EXCERPT TO READ
════
Private transporters can now be able to ply the Lamu-Witu-Garsen road at night due to improved security in the county, Coast Regional Commissioner John Elungata has stated.
Public service vehicles are however not as night travel ban for them remains.
The reprieve for non-PSV vehicles follows the national government lifting of the nationwide curfew last month.
Speaking at a public baraza in Witu, Elungata stated that the national government would remain vigilant to prevent terrorism hence the need to maintain the night travel ban on PSV vehicles.
“The national government is keen to ensure that normalcy returns to Lamu, with steps already underway to construct two new security roads that will enhance our security agents’ response time to any insecurity incidents that could be reported,” he stated.
Public service vehicles owners and travelers on the Lamu-Garsen road have only been allowed since 2014 to travel or operate by day and having security escorts.
Elungata further urged the public to report any terrorist linked activities that they come across, highlighting the continued threat of IED use on non-tarmacked roads especially within Boni area.
“Residents need to aid security agents tackle the violent extremism which keeps areas such as Milimani, Baure and Barsuba from being fully opened up to the public due to the threat of IEDs in the Boni area,” the senior public administrator said. He further called on chiefs to be vigilant and report any suspicious people.
He at the same time said the national government is set to acquire Nairobi Ranch that has already been earmarked as a KDF training camp adding that such measures are part of the government’s agenda to tackle violent extremism in the region.
“We have also noted that there has been a major influx of people from other regions which is causing a concern due to the high rate of land invasions that is taking place in Lamu presently,” he said.
He hit out at unscrupulous land grabbers and invaders for disrupting the national and county government efforts to tackle land management in Lamu which he noted was still hampered by historical land injustices.
════
DATA LISTING
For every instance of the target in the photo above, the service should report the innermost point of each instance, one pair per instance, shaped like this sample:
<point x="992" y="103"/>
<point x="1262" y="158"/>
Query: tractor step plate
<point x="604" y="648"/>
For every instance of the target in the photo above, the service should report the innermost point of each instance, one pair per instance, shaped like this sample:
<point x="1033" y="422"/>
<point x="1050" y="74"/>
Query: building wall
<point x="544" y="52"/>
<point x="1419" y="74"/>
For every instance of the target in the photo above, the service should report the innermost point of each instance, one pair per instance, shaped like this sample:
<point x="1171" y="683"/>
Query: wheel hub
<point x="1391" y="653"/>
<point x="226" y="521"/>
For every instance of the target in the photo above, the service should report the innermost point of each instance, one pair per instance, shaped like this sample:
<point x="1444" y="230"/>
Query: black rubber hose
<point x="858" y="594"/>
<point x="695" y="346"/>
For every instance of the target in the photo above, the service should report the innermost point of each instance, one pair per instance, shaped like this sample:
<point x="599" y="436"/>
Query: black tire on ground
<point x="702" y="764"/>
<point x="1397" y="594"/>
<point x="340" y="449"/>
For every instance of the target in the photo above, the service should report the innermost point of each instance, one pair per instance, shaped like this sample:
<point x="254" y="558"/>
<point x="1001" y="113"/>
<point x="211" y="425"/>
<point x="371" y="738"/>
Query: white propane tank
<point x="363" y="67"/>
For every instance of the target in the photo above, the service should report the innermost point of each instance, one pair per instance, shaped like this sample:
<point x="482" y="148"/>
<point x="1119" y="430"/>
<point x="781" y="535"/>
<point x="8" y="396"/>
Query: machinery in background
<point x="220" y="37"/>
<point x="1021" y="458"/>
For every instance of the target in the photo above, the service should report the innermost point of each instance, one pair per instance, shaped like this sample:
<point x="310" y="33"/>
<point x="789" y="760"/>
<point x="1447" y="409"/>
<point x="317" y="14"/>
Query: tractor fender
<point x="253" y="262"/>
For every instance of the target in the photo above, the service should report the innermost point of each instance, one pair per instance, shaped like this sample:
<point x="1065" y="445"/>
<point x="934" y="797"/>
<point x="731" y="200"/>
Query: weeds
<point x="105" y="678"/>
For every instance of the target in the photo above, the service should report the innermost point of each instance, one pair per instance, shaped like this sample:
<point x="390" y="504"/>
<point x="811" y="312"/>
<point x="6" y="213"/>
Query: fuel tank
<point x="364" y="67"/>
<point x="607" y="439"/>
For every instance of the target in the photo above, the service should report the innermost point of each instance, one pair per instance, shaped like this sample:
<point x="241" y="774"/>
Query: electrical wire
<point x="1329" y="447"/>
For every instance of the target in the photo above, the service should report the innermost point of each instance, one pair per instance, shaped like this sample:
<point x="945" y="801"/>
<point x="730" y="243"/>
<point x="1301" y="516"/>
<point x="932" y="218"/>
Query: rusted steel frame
════
TO DO
[1] From the article on night travel in Lamu, write out the passage starting at "Public service vehicles owners" and ending at "having security escorts.".
[2] Continue the article on night travel in Lamu from its last sentence.

REPLIES
[1]
Public service vehicles owners and travelers on the Lamu-Garsen road have only been allowed since 2014 to travel or operate by day and having security escorts.

[2]
“The squatter problem is being tackled by both the national and county governments collaboratively, and both political and religious leaders have been at the forefront coming to my office to ask that land issues be resolved,” he said.
Lamu West MP Stanley Muthama echoed the administrator’s sentiments stating there is cause for concern especially with the land invasion incidents affecting areas such as Witu-Nyongoro.
“There is a need to ensure that the truth is spoken when it comes to land issues and land invaders are on notice because they are the source of conflict among communities that have co-existed peacefully for years,” Muthama said.
He said there is need to address herder/farmer conflicts over pasture due to prolonged drought.
Lamu County Commissioner Irungu Macharia on his part stated that the national government was set to provide cash transfer instead of food relief for vulnerable Lamu residents affected by the prevailing drought.
He revealed that by next month the national government would be making cash transfers to vulnerable Kenyans across the country affected by the drought situation.
He also decried the poor uptake of COVID-19 vaccine across the county and urged residents to take the free vaccines in a bid to stamp out the COVID-19 crisis. Only 2 per cent of Lamu population has so far been vaccinated against COVID-19.